Input data
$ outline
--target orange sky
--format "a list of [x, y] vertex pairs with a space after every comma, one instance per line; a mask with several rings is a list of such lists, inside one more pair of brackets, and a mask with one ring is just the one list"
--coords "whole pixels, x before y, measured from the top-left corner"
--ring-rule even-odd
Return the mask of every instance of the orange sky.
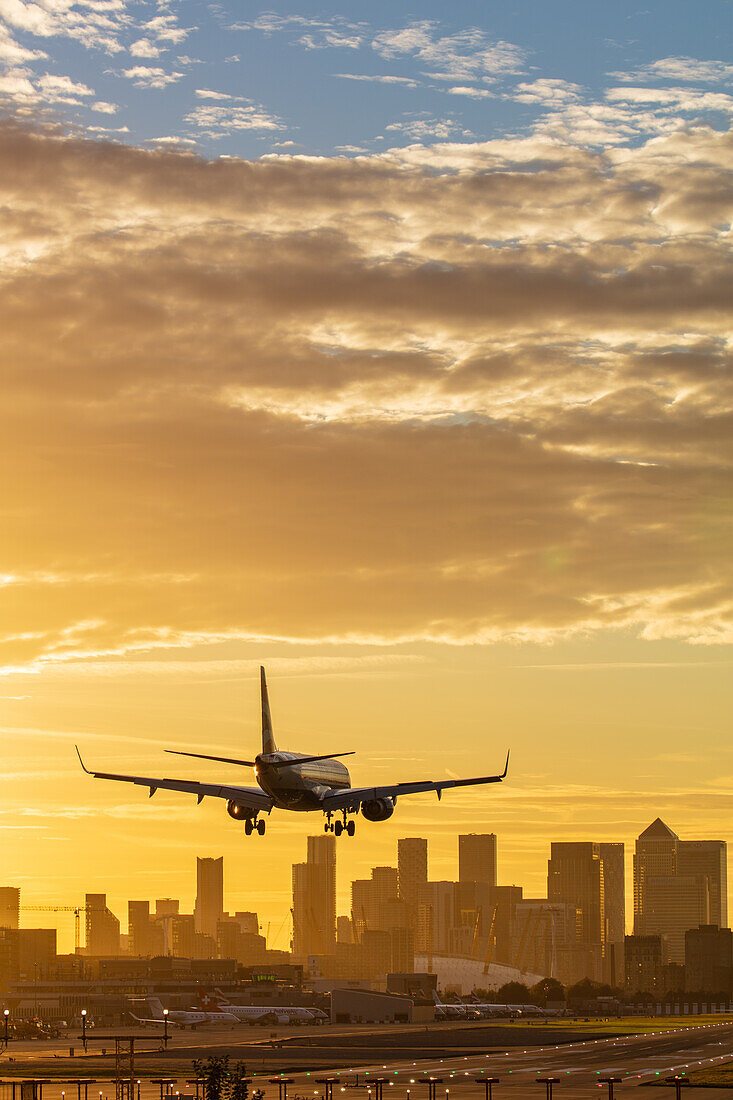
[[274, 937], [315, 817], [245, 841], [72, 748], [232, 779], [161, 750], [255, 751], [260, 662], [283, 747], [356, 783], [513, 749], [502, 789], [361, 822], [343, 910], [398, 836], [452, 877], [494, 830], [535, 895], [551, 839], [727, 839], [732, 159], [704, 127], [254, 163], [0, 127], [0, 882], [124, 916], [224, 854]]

--

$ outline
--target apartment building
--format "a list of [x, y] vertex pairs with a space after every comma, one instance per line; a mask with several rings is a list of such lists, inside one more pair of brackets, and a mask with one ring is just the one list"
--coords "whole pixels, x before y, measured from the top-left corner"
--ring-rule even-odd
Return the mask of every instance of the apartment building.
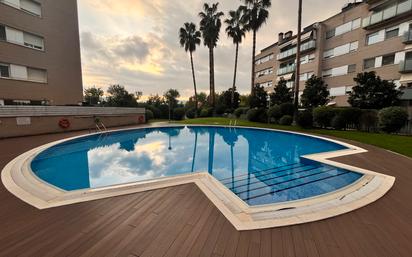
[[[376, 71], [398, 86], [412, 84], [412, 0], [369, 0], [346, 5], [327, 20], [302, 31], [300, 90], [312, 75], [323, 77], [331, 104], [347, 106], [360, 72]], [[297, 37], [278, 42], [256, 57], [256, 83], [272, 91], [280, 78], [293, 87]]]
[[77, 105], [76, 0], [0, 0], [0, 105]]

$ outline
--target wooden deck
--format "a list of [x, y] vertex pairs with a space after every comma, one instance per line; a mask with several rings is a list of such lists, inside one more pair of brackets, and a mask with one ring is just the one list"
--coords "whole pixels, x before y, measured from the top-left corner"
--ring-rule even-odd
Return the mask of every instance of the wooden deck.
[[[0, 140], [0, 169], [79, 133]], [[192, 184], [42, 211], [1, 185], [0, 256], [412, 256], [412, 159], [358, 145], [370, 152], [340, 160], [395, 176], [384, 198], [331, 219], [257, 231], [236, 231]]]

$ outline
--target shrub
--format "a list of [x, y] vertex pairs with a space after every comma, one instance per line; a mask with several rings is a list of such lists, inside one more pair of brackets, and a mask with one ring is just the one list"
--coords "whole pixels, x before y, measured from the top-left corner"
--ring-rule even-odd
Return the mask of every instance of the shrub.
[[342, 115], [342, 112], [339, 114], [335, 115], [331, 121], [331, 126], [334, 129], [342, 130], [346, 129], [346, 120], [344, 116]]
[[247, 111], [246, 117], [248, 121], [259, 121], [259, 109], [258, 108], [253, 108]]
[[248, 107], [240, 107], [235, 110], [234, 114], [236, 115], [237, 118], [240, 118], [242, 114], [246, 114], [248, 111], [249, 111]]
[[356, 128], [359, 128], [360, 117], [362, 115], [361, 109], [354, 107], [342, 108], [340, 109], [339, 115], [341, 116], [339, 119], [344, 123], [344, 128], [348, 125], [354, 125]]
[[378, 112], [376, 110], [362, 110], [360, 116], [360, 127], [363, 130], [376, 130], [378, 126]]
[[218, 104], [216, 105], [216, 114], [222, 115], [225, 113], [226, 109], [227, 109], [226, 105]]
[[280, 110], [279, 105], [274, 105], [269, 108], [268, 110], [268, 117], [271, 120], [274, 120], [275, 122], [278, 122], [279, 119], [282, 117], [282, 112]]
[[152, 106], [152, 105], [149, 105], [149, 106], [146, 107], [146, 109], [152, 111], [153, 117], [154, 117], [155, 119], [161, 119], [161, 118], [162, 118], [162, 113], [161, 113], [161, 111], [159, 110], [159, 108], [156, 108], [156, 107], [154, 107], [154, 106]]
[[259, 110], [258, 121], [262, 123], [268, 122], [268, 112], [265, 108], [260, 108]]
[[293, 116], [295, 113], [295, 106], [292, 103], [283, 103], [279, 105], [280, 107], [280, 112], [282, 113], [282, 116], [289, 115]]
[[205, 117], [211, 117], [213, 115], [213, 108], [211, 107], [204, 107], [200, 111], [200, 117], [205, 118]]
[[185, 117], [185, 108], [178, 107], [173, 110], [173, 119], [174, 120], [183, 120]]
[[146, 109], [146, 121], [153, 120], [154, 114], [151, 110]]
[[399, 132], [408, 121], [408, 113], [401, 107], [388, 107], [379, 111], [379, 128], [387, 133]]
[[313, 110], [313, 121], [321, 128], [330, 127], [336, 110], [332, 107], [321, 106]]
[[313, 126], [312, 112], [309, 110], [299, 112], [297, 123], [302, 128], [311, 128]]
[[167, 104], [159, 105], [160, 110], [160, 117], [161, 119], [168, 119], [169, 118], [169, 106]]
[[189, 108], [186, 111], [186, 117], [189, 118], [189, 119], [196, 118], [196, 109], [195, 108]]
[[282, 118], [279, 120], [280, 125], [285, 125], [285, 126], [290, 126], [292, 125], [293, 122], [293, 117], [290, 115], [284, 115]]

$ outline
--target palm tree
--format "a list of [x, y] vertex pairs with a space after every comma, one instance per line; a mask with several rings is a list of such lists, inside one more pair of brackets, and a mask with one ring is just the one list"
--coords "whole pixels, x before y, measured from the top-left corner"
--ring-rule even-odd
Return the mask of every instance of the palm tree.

Exercise prompt
Filter the records above down to the lines containing "palm".

Solution to this problem
--target palm tree
Return the mask of every instance of the palm tree.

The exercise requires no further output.